BEGIN DOCUMENT EXCERPT
Many of the patients taken ill across Scotland are suffering from a particularly serious strain of flu believed to have originated in Australia.
What has commonly been called “Aussie flu” is technically termed H3N2, and it was blamed for the deaths of 300 people in Australia during their winter.
One in four cases of flu being handled in the UK are thought to be patients battling the “Aussie strain”.
Its symptoms are worse than other forms of the virus, with more severe instances of coughing, exhaustion, fever, headaches, sore throats and vomiting being reported.
Doctors have stressed that a flu jab is the best way to combat the bug, and began offering free jabs to certain patient groups in October.
Vulnerable groups include people aged 65 or older, pregnant women and anyone with a long-term medical condition such as diabetes or a heart, lung, kidney or neurological disease.
END DOCUMENT EXCERPT
ASSIGNMENT: Extend the news passage on the H3N2 "Aussie flu" strain in Scotland, picking up right after its last sentence.
BEGIN DATA PROVIDED
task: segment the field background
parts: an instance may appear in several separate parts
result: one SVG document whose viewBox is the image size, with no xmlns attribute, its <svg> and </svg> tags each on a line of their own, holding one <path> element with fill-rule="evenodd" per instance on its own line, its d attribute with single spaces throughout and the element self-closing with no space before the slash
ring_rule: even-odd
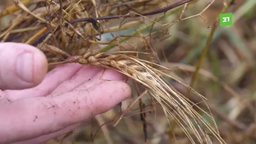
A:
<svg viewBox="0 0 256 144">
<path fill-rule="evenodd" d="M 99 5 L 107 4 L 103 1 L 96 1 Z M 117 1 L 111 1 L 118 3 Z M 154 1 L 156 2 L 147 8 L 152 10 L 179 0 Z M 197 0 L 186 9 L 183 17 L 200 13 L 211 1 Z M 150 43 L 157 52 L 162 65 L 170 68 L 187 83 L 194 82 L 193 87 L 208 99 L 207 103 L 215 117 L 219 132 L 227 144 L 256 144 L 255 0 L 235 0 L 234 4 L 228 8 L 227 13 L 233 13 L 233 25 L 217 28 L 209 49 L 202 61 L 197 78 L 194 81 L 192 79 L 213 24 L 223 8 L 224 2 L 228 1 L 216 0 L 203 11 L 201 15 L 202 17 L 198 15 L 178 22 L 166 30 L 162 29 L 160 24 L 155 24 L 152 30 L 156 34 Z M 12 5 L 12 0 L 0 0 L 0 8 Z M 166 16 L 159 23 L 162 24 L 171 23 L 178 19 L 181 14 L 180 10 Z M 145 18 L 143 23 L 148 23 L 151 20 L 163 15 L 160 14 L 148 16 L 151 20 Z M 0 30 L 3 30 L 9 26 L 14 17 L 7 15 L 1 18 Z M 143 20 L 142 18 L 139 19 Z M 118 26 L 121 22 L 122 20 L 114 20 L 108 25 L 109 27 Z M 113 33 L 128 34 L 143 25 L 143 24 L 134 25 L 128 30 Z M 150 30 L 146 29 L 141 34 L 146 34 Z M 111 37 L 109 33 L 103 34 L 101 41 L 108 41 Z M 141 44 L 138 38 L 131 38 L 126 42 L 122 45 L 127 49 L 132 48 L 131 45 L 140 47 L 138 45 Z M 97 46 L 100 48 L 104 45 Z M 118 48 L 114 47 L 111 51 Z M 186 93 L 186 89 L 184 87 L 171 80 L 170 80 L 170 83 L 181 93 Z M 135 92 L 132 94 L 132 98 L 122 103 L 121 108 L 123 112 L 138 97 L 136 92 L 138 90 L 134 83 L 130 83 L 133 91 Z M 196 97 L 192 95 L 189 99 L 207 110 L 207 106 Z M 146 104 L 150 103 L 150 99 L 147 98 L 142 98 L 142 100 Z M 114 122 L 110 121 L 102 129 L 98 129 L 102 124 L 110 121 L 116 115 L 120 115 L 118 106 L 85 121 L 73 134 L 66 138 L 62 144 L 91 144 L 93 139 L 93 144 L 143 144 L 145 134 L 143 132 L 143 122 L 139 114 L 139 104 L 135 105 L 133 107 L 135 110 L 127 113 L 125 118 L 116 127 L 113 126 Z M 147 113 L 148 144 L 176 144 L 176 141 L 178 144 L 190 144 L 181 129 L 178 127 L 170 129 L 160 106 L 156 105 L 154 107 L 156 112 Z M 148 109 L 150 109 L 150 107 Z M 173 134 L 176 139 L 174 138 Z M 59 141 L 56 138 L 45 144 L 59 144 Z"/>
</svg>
END DATA PROVIDED
RESULT:
Slightly more than half of the circulating strains of flu match those in the 2017/18 vaccine, including the H3N2 strain.
Catherine Stokoe, head of infection control in NHS Highland, offered advice to help keep people safe during the outbreak.
She said: “People suffering with flu-like symptoms should cough or sneeze into tissues and bin them immediately, wash their hands regularly with soap and warm water and frequently clean regularly used surfaces to stop the spread of flu.”
Experts at NHS Grampian have also been encouraged by the growing number of medics who have taken care to immunise themselves this winter.